** Begin Information given **
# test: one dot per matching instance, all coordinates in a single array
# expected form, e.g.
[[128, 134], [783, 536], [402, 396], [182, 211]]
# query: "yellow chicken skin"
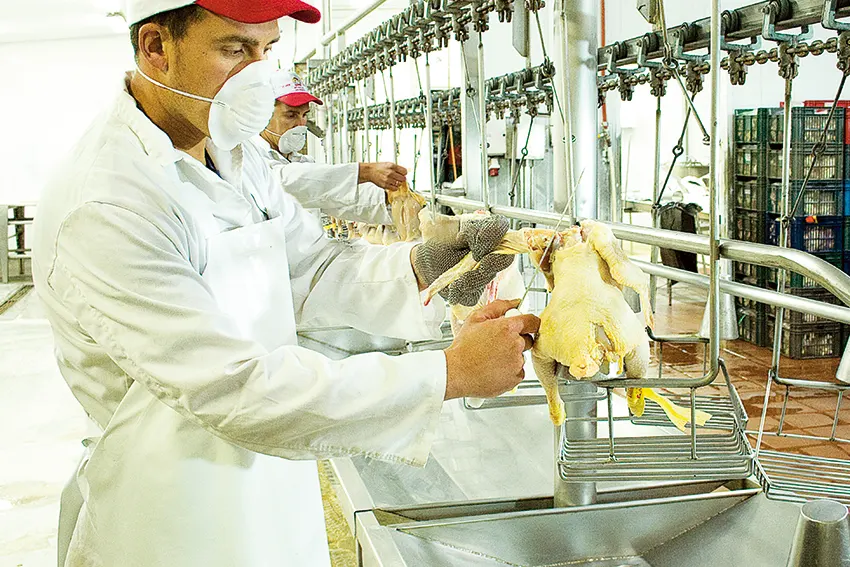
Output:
[[587, 321], [405, 206]]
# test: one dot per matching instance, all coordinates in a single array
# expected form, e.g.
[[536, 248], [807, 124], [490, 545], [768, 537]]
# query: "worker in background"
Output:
[[351, 191], [173, 271]]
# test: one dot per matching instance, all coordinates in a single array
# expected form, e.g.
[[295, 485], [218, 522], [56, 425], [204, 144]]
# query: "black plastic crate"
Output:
[[829, 167], [846, 241], [749, 194], [796, 280], [823, 198], [751, 321], [794, 319], [749, 226], [750, 161], [813, 234], [751, 126], [748, 274], [846, 164], [808, 341], [807, 126]]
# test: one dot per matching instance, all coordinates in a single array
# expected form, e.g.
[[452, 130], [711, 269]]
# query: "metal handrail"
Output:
[[820, 271]]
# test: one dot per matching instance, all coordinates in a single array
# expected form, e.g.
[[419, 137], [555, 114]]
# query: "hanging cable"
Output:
[[524, 154], [547, 60], [817, 151]]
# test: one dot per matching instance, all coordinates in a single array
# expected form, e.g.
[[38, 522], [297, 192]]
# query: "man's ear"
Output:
[[152, 45]]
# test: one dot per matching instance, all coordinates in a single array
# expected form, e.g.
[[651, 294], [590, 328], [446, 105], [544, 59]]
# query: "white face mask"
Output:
[[242, 107], [292, 140]]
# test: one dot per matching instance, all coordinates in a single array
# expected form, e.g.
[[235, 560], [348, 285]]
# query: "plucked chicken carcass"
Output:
** End Information given **
## Challenge:
Rewrite every line of the data above with 129 added to each coordinate value in the answers, leaving the picture lines out.

## Exercise output:
# test: one dot per matching instance, all coordinates in a single array
# expected form, e.g.
[[128, 134], [783, 536], [402, 396], [182, 211]]
# query: "yellow chicken skin"
Output:
[[716, 450], [534, 335]]
# test: one dot per matching instance, all coordinates in a single array
# expected form, e.g.
[[536, 248], [807, 124], [490, 545], [768, 537]]
# query: "worker in background"
Output:
[[480, 320], [302, 400]]
# test: one dot per matching instance, all coordinates in a single array
# expected form, e.g.
[[295, 485], [218, 522], [56, 425], [204, 144]]
# query: "black plastic crate"
Output:
[[958, 296], [975, 370], [878, 323], [925, 409], [952, 327], [880, 450], [923, 448], [878, 355], [879, 290], [942, 363], [880, 255], [877, 403], [975, 293], [937, 470], [936, 255]]
# test: one dot per matching instance, all coordinates in a single array
# expected form, e.g.
[[452, 130], [711, 269]]
# query: "metal handrail"
Output:
[[949, 400]]
# test: one dot per matching instance, all coordinates in a single array
# expected form, e.g.
[[419, 137], [555, 114]]
# query: "hanging cable"
Output:
[[653, 283], [676, 189], [946, 280]]
# test: one dot per matching instance, all coordinates in a single array
# expected form, e.g.
[[38, 522], [297, 192]]
# query: "man's ear"
Output:
[[281, 174]]
# test: one dot per matching instance, all coordinates in a single array
# expected form, e.g.
[[651, 294], [590, 328], [446, 105], [544, 59]]
# query: "white face mask"
Output:
[[371, 236], [421, 269]]
# test: one dot per matching instance, all coordinates in a single array
# expected form, e.g.
[[235, 560], [348, 285]]
# query: "plucked chicken carcass"
Output:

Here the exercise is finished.